(Stored dataset items)
#####

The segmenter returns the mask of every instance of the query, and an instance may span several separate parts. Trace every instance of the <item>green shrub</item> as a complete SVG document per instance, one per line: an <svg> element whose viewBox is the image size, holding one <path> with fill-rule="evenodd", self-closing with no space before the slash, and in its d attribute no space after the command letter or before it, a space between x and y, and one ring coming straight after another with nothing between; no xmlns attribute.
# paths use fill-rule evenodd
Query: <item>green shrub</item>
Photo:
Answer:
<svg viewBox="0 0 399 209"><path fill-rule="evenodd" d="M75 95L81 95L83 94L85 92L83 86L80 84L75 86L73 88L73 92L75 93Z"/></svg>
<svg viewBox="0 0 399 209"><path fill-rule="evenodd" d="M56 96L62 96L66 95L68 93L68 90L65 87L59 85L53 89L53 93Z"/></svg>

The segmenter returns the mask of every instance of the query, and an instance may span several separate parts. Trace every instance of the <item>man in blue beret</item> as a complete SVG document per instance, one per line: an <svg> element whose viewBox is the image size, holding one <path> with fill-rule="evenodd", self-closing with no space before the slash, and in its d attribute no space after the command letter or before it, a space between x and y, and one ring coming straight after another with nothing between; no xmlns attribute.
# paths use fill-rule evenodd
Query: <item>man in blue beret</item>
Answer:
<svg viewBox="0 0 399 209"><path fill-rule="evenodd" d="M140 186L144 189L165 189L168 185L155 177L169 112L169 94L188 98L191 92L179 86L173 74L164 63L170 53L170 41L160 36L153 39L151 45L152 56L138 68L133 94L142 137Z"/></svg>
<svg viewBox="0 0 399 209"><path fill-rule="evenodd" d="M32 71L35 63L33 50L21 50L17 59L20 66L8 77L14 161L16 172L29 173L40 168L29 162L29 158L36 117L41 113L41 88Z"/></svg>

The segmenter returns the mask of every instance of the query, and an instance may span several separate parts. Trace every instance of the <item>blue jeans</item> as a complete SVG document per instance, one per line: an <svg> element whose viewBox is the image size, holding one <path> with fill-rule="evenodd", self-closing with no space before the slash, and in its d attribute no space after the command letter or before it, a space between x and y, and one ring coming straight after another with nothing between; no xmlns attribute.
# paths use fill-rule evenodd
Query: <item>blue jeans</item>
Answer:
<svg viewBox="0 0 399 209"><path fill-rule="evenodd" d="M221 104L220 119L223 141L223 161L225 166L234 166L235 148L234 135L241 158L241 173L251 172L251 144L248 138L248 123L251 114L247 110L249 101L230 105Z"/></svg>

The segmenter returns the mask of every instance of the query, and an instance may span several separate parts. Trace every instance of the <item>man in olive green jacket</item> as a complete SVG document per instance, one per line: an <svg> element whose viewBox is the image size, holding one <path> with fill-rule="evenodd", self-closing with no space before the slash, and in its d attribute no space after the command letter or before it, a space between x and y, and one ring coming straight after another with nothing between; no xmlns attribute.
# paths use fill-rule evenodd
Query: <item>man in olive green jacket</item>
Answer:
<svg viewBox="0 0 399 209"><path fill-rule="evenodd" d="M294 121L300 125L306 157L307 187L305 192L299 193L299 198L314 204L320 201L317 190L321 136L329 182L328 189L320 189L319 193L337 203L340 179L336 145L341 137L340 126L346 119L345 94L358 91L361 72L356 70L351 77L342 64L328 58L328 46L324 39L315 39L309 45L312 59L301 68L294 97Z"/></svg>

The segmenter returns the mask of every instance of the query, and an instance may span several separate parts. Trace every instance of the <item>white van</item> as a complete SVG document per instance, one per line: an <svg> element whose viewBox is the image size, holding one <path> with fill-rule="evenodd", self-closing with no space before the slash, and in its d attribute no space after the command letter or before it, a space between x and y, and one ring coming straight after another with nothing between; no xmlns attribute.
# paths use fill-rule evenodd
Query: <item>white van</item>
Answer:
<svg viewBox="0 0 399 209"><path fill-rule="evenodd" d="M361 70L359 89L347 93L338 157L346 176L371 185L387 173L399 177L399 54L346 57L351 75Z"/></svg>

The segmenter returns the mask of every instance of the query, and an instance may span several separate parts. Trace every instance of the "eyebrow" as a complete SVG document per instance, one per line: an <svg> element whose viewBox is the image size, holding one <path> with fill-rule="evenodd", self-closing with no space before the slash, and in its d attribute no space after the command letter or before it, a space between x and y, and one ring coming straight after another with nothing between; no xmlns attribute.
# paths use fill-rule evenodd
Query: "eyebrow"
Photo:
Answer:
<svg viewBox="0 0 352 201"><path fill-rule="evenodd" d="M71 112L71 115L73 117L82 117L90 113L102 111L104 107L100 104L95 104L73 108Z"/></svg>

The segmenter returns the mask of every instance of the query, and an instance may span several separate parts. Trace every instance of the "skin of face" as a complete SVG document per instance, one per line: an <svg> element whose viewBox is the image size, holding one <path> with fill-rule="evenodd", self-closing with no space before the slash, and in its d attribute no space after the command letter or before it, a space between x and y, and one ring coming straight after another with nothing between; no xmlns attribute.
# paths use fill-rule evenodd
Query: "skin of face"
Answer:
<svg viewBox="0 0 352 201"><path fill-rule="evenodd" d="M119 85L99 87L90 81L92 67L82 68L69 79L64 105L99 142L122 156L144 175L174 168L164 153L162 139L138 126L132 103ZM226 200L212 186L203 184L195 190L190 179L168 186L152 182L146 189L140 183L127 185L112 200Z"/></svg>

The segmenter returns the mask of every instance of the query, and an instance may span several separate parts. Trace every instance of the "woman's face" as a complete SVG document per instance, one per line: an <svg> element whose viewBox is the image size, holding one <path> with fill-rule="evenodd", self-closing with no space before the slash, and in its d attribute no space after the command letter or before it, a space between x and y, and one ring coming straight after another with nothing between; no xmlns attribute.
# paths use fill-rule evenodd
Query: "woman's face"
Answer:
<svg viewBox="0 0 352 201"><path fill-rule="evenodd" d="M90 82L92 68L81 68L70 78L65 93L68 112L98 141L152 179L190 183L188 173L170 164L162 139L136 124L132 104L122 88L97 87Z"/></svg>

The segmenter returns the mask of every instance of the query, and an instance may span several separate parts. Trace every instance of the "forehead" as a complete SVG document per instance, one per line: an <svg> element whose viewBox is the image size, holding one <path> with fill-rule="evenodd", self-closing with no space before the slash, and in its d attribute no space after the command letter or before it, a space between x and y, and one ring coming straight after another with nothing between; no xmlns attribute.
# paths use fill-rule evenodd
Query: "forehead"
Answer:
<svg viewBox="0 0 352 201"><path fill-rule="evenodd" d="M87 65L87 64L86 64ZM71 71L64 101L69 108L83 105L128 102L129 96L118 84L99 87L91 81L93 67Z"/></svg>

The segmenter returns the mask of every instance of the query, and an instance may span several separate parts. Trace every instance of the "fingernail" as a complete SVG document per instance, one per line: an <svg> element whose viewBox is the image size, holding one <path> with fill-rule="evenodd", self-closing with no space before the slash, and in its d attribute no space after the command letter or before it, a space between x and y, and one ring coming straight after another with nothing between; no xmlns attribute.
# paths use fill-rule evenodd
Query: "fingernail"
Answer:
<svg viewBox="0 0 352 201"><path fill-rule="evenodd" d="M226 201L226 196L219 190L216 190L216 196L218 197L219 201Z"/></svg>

#####

§ **The request**
Write out, unchanged, the lines from the very first one down to and including the line that contains "96L62 96L66 95L68".

§ **Problem solution**
The segmenter returns the mask of every instance of the query, and an instance may span several separate parts. Trace every instance of the <item>green shrub</item> as a complete SVG document per instance, one per line: an <svg> element whose viewBox is the image size, holding one <path> with fill-rule="evenodd", self-closing with no space before the slash, and in its d attribute no space after the command letter or before it, a space between x and y, and one ring coming straight after another with nothing between; no xmlns attribute.
# paths use fill-rule evenodd
Query: <item>green shrub</item>
Photo:
Answer:
<svg viewBox="0 0 399 209"><path fill-rule="evenodd" d="M75 95L81 95L83 94L85 92L83 86L80 84L75 86L73 88L73 92L75 93Z"/></svg>
<svg viewBox="0 0 399 209"><path fill-rule="evenodd" d="M56 96L62 96L66 95L68 93L68 90L65 87L59 85L53 89L53 93Z"/></svg>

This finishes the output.